--- YOUR TASK ---
Convert the material into a Markdown table with the columns Row and Line, starting at the line containing "written like <point>79,615</point>." and ending at the last line of the material. Put a row number in Row, put each line in Line, and leave out blank lines.

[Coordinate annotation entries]
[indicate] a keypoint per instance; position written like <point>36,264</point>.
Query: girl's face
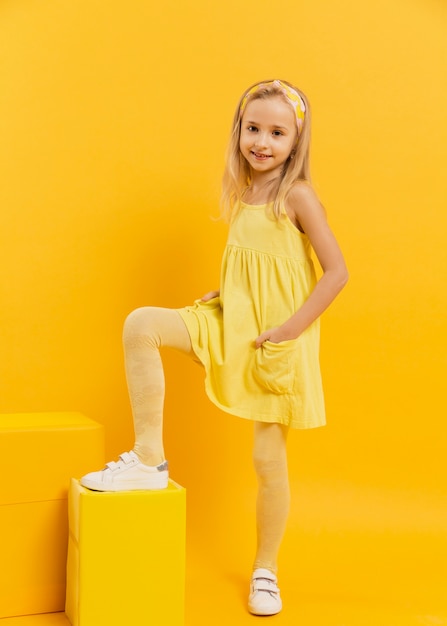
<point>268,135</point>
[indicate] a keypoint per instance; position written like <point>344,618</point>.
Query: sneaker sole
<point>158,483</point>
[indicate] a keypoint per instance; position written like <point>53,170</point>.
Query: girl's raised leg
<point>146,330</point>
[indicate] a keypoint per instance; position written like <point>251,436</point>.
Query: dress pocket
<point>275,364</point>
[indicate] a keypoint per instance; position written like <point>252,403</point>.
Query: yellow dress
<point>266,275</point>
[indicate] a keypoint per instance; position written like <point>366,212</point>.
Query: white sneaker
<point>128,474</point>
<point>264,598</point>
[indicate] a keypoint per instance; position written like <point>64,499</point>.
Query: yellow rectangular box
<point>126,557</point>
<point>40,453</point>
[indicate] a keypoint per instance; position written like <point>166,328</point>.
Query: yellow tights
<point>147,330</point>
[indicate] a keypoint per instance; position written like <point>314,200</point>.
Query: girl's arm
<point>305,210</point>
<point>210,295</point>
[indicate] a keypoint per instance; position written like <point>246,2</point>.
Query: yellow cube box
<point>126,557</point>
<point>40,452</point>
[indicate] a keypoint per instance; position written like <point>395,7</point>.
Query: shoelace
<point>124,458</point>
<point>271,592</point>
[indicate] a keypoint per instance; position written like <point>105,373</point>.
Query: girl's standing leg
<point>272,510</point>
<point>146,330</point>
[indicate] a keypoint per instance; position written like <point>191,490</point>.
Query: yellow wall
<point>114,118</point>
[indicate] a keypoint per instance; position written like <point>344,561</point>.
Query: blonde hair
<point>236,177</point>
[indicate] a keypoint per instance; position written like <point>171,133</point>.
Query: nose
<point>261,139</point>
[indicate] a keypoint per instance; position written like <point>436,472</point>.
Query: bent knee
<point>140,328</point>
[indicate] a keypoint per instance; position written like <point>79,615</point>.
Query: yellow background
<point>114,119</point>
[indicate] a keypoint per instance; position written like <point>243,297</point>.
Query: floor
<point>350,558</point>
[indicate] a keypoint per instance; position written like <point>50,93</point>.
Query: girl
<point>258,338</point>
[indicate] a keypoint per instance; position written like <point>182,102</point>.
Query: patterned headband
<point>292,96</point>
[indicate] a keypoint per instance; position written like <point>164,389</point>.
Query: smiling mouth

--- FINAL ANSWER ---
| Row | Line |
|---|---|
| 1 | [indicate] a keypoint per instance; position written like <point>79,615</point>. |
| 2 | Query: yellow background |
| 3 | <point>114,119</point> |
| 4 | [indicate] a keypoint per instance; position written like <point>243,297</point>. |
| 5 | Query: floor |
| 6 | <point>350,558</point> |
| 7 | [indicate] a keypoint per instance; position written like <point>50,93</point>. |
| 8 | Query: girl |
| 9 | <point>258,338</point> |
| 10 | [indicate] a keypoint per instance; position written like <point>182,102</point>. |
| 11 | Query: patterned headband |
| 12 | <point>292,96</point> |
| 13 | [indicate] a keypoint per instance; position written like <point>164,389</point>. |
| 14 | Query: smiling mouth |